» **Extrait du texte**
* * * * * * * * *

16 Novembre 2021, 21:08pm

Publié par egliseprotestanteunienarbonne@gmail.com

Marc 13,24-37

Pasteur Philippe Perrenoud

 

En ces jours là, après cette détresse, le soleil s’obscurcira, la lune ne brillera plus, etc.

De tous temps, l’humanité a vécu avec des peurs… Qui n’a jamais eu peur, évidemment…

Des peurs, de tous temps... en particulier lors de moments charnières de vie. Comme en ce moment, d'ailleurs, à l'approche d'une campagne électorale...

 

A l'époque de Jésus, le monde était encore plus qu'aujourd'hui rempli de sujets de peurs fortes, réelles ; un registre supplémentaire était (depuis longtemps d'ailleurs) quant à la fin des temps !... Comme une sorte de film catastrophe, en pire, car menaçante pour tous, avec des images extraordinaires et terrifiantes…

Or ce qui est le plus extraordinaire, c'est Jésus ne nous présente pas la perspective de la fin des temps comme une série de catastrophes… et encore moins pour des catastrophes… Il ne les utilise pas, à des fins personnelles, intéressées...

Il nous dit qu’il y en aura ; ça nous le savons.

* * * * * * * * *

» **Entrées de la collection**
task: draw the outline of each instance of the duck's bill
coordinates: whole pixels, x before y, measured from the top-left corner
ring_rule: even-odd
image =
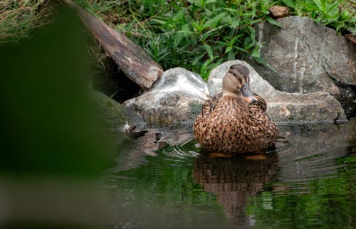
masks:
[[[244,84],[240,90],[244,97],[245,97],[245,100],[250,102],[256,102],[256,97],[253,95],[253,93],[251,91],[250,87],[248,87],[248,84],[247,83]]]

* * * * * * * * *

» **Consignes de l'exercice**
1. Quel passage de l'Évangile est indiqué en tête de la prédication ?
2. Renommez "bill" en "beak" dans les enregistrements, puis recopiez leurs lignes sans autre modification, en omettant l'image.

» **Corrigé**
1. Marc 13,24-37.

2.
task: draw the outline of each instance of the duck's beak
coordinates: whole pixels, x before y, measured from the top-left corner
ring_rule: even-odd
image =
masks:
[[[244,84],[240,90],[244,97],[245,97],[245,100],[250,102],[256,102],[256,97],[253,95],[253,93],[251,91],[250,87],[248,87],[248,84],[247,83]]]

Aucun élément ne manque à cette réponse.